↓↓↓
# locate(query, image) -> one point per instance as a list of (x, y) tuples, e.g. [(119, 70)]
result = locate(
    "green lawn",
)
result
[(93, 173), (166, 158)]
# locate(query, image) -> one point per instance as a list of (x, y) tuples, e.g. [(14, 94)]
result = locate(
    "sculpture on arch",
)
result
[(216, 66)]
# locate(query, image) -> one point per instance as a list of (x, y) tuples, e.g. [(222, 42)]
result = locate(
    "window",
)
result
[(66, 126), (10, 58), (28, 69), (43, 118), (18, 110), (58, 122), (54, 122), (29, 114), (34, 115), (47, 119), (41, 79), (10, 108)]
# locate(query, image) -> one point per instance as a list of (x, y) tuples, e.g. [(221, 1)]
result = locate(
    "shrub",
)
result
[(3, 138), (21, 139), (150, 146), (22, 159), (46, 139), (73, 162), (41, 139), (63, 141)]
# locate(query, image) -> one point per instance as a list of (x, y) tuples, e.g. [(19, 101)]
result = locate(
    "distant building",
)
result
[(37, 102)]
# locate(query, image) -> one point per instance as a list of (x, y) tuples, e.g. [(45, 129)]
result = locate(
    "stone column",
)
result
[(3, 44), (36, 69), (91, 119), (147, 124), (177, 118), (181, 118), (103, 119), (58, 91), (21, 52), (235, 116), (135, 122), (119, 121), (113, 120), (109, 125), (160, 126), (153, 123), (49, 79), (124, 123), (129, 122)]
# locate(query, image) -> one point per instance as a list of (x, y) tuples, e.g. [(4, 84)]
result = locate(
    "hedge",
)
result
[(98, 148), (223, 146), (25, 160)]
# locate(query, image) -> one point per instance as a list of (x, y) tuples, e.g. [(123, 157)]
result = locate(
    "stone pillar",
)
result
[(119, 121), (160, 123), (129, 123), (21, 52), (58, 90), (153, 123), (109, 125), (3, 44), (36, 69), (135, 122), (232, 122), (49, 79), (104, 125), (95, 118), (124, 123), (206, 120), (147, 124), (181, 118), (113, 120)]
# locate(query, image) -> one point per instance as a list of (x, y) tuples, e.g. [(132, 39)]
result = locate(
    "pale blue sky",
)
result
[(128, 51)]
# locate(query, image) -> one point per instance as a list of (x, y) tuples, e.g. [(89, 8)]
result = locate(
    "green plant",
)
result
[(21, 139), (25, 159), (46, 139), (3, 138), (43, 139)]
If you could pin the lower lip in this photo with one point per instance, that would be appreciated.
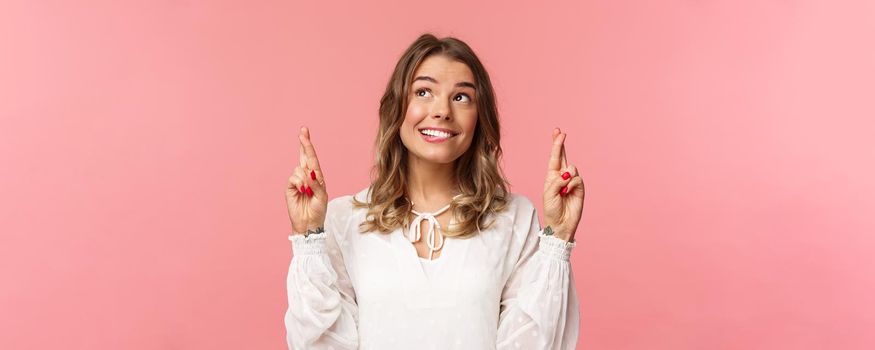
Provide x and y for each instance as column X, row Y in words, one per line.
column 434, row 139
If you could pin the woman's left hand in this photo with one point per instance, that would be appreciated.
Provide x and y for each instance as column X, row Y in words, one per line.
column 563, row 192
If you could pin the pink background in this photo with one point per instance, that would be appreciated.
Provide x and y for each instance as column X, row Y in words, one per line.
column 726, row 148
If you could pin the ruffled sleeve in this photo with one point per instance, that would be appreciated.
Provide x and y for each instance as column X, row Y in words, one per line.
column 539, row 307
column 322, row 311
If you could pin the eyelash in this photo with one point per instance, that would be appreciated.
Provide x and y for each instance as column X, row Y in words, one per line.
column 427, row 90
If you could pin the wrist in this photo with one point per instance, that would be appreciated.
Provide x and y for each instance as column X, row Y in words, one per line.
column 550, row 230
column 311, row 230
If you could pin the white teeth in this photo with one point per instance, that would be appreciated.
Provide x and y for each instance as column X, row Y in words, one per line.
column 435, row 133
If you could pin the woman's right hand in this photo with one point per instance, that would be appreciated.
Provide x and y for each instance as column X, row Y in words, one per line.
column 305, row 191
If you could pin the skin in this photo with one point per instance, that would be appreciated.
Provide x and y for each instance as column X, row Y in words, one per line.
column 442, row 101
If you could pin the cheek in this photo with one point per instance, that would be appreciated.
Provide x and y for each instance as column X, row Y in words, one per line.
column 468, row 122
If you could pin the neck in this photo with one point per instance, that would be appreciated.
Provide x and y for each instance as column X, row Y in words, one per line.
column 430, row 186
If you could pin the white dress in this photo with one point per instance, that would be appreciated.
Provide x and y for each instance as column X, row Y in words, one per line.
column 507, row 287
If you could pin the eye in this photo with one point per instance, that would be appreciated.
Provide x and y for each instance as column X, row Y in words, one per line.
column 422, row 92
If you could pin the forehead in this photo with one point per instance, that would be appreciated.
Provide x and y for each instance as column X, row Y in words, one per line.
column 444, row 70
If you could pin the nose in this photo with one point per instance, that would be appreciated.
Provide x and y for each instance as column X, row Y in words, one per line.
column 441, row 111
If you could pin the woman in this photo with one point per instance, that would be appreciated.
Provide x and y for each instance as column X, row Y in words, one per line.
column 435, row 253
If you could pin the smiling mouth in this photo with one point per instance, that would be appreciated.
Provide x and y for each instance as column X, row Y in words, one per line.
column 435, row 134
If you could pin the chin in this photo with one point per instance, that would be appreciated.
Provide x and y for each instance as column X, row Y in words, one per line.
column 437, row 158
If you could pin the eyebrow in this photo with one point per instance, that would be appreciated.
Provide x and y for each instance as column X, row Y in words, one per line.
column 460, row 84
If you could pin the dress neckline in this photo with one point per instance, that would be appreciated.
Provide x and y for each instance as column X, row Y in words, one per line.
column 414, row 232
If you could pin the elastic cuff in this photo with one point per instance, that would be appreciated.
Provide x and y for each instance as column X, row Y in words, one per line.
column 313, row 244
column 555, row 247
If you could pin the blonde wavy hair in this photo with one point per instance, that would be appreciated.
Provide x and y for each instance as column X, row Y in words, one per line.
column 483, row 185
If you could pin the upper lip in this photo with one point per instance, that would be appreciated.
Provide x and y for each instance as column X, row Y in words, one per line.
column 451, row 132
↑↑↑
> **TASK ITEM**
In the copy, include no pictures; transcribe every record above verbatim.

> **SOLUTION**
# locate(query, image) -> one point per instance as a list of (x, y) tuples, e.g. [(119, 70)]
result = locate(
    "green lawn",
)
result
[(93, 173), (166, 158)]
# locate(query, image) -> one point per instance as a list of (x, y) tuples, e.g. [(14, 94)]
result = locate(
    "sculpture on arch",
)
result
[(216, 66)]
# locate(query, image) -> one point per instance as a list of (x, y) tuples, e.g. [(222, 42)]
result = locate(
    "window",
)
result
[(66, 126), (10, 58), (28, 69), (43, 118), (18, 110), (58, 122), (54, 122), (29, 114), (34, 115), (47, 119), (41, 79), (10, 108)]
# locate(query, image) -> one point per instance as a list of (x, y) tuples, e.g. [(221, 1)]
result = locate(
    "shrub",
)
result
[(3, 138), (21, 139), (150, 146), (22, 159), (46, 139), (73, 162), (41, 139), (63, 141)]
# locate(query, image) -> one point per instance as a list of (x, y) tuples, e.g. [(19, 101)]
result = locate(
    "distant building",
)
result
[(37, 102)]
# locate(query, image) -> one point per instance as a list of (x, y) tuples, e.g. [(45, 129)]
result = locate(
    "stone column",
)
result
[(3, 44), (36, 69), (91, 119), (147, 124), (177, 118), (181, 118), (103, 119), (58, 91), (21, 52), (235, 116), (135, 122), (119, 121), (113, 120), (109, 125), (160, 126), (153, 123), (49, 79), (124, 123), (129, 122)]
# locate(query, image) -> one point per instance as a list of (x, y) tuples, e.g. [(4, 84)]
result = locate(
    "hedge",
)
result
[(98, 148), (223, 146), (25, 160)]
# locate(query, image) -> one point per instance as a list of (x, y) tuples, e.g. [(123, 157)]
result = locate(
    "stone pillar",
)
result
[(119, 121), (160, 123), (129, 123), (21, 52), (58, 90), (153, 123), (109, 125), (3, 44), (36, 69), (135, 122), (232, 122), (49, 79), (104, 125), (95, 118), (124, 123), (206, 120), (147, 124), (181, 118), (113, 120)]
# locate(query, image) -> one point per instance as a list of (x, y) tuples, e.g. [(132, 39)]
result = locate(
    "pale blue sky",
)
result
[(128, 51)]
# locate(query, image) -> one point per instance as a list of (x, y) tuples, e.g. [(89, 8)]
result = locate(
    "green plant",
)
result
[(21, 139), (25, 159), (46, 139), (3, 138), (43, 139)]
If you could pin the lower lip in this photo with one point per instance, that would be appreciated.
Provide x and y for each instance as column X, row Y in words, one per line.
column 434, row 139
If you could pin the woman's left hand in this photo with one point per instance, that would be appreciated.
Provide x and y for each instance as column X, row Y in words, one per line.
column 563, row 192
If you could pin the pink background in this photo with one point per instance, that would be appreciated.
Provide x and y for each instance as column X, row Y in words, one per line.
column 726, row 148
If you could pin the ruffled sleeve in this photo with one point per instance, that would be appreciated.
Provide x and y for each instance as column X, row Y in words, one per line.
column 539, row 307
column 322, row 311
If you could pin the eyelash in this photo with one point per instance, that would be appreciated.
Provide x and y for each instance as column X, row Y in words, one per line.
column 427, row 90
If you could pin the wrist in this photo with one point per instance, that would be appreciated.
Provide x and y for each instance as column X, row Y in words, one per line.
column 550, row 230
column 311, row 230
If you could pin the white teeth in this photo with one point per instance, that would be appreciated.
Provide x and y for each instance as column X, row Y in words, one per line.
column 435, row 133
If you could pin the woman's right hand in this photo with one point per instance, that would be appreciated.
Provide x and y for each instance as column X, row Y in words, one per line.
column 305, row 191
If you could pin the skin in this photo with one point per instance, that would be appreciated.
Provide x and y for each instance as column X, row Y in words, one per line.
column 442, row 101
If you could pin the cheek in this photo with one point per instance, that would be appreciated.
Provide x and y for each instance as column X, row Y in words, one per line.
column 468, row 122
If you could pin the neck in this photo with one point per instance, that would be appreciated.
Provide x and y for each instance as column X, row Y in words, one per line.
column 430, row 186
If you could pin the white dress in this photo with one point per instance, that would be appreciated.
Provide x and y for each instance as column X, row Y in words, one per line.
column 507, row 287
If you could pin the eye in this photo with one point per instance, that would be appreciated.
Provide x and y for each instance as column X, row Y in words, one per line.
column 422, row 92
If you could pin the forehead in this photo with one point per instance, that would be appreciated.
Provide x and y for each instance as column X, row Y in words, one per line.
column 444, row 70
If you could pin the nose in this photo with one point per instance, that would be appreciated.
Provide x and y for each instance as column X, row Y in words, one per line.
column 441, row 111
If you could pin the woman in this photo with one point per instance, that would be appreciated.
Provide x and y for each instance as column X, row Y in words, one per line.
column 435, row 253
If you could pin the smiling mouth in this photo with one point per instance, that would be appreciated.
Provide x and y for each instance as column X, row Y in words, one per line.
column 435, row 134
If you could pin the chin in this photo with one point per instance, that would be appreciated.
Provide x and y for each instance as column X, row Y in words, one per line.
column 437, row 158
If you could pin the eyebrow in this photo with one point per instance, that would be appreciated.
Provide x and y for each instance as column X, row Y in words, one per line.
column 460, row 84
If you could pin the dress neckline in this photo with one point per instance, that would be appreciated.
Provide x and y for each instance as column X, row Y in words, one per line.
column 414, row 232
If you could pin the elastic cuff in this photo with one point per instance, that would be appreciated.
Provide x and y for each instance as column X, row Y in words, one per line.
column 313, row 244
column 555, row 247
If you could pin the blonde wavy hair in this photo with one point per instance, that would be appreciated.
Provide x and y for each instance as column X, row Y in words, one per line.
column 483, row 185
If you could pin the upper lip in this photo with one point per instance, that would be appreciated.
Provide x and y for each instance as column X, row Y in words, one per line.
column 451, row 132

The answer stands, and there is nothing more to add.